Image-grounded pointing data:
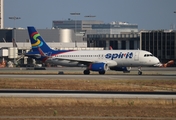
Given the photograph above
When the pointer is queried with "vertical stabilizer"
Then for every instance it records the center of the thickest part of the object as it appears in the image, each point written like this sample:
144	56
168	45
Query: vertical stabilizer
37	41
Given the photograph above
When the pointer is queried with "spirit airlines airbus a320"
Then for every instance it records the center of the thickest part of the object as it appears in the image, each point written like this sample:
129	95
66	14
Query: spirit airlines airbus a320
* * *
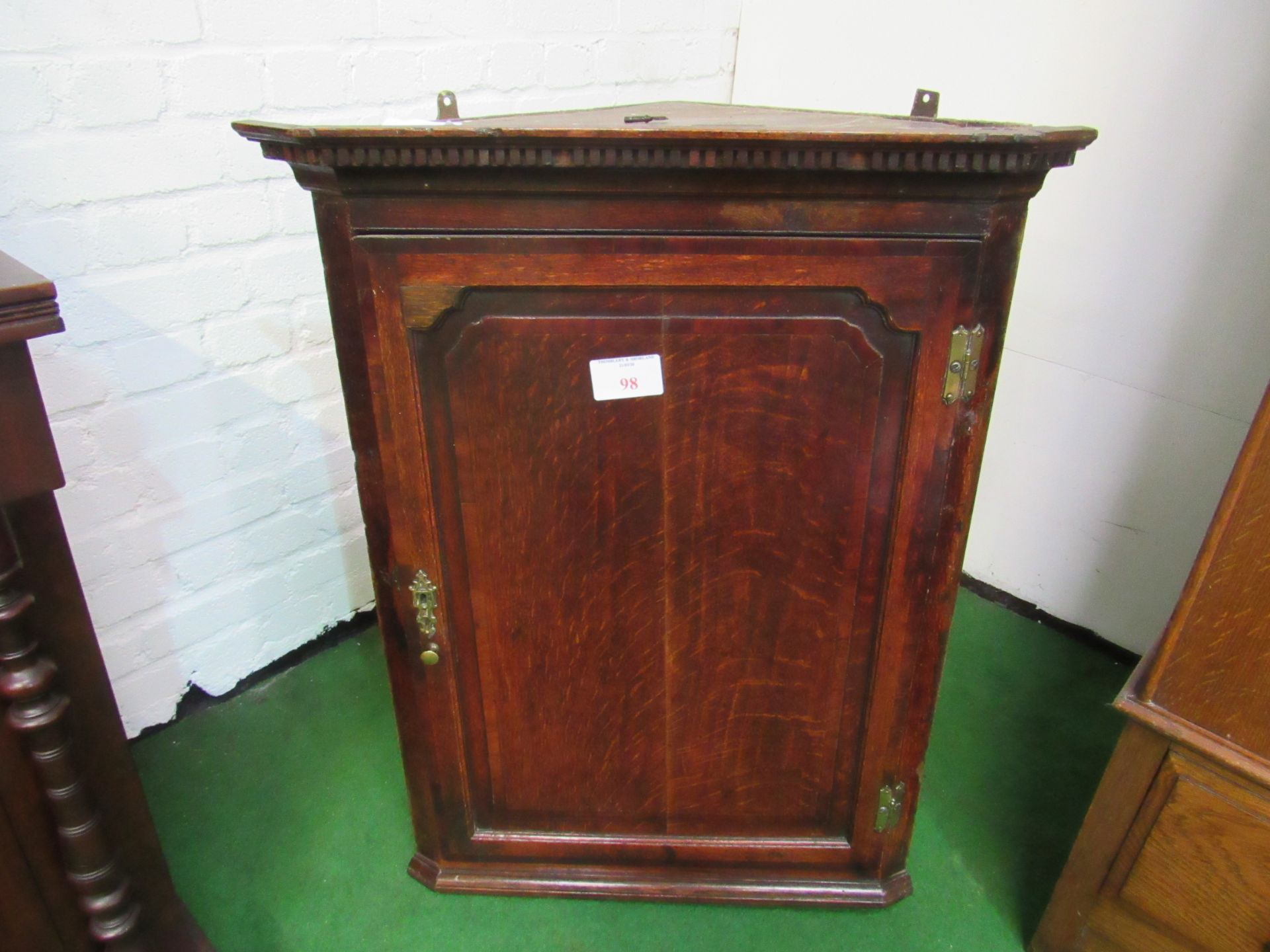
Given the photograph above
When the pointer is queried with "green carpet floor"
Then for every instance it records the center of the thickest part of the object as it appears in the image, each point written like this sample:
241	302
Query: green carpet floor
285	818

▸ **Assignment**: For the word "spirit", count the lines of the records above that hold it and state only that count.

▸ **Answer to this problem**: 2